# Records provided:
————————

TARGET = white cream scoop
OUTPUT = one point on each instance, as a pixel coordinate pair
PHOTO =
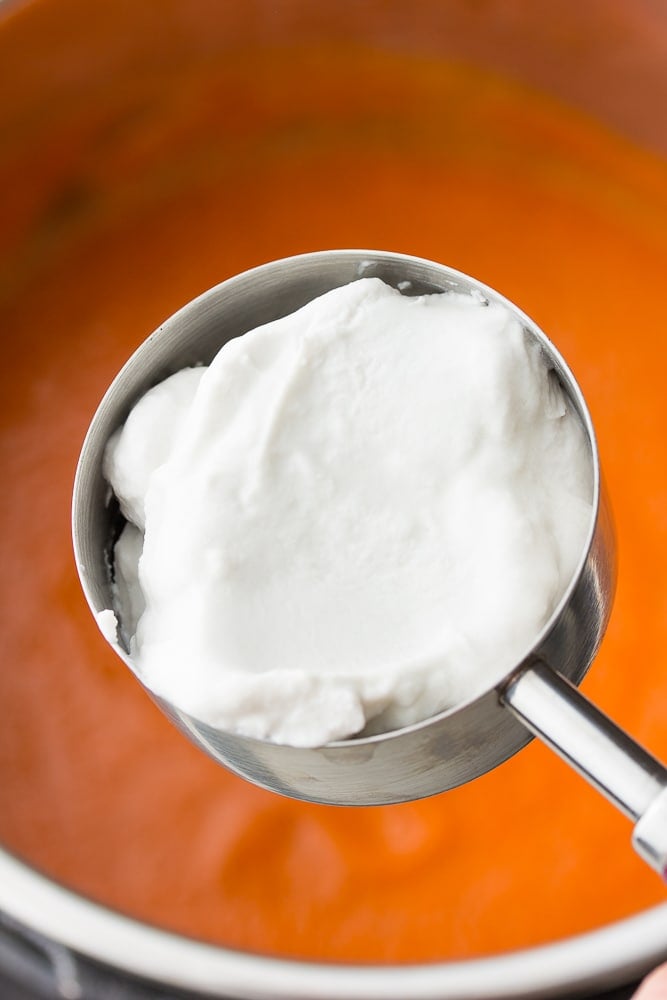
(537, 694)
(355, 517)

————————

# What you have to do:
Rewrite every item above with "white cream scoop" changed to "vanilla ice cream scoop" and everything else left as is. Omit the pictures.

# Result of the task:
TARGET = vanilla ice cream scoop
OUTPUT = one point on each instance, as a pixel coordinate pair
PHOTO =
(537, 694)
(355, 517)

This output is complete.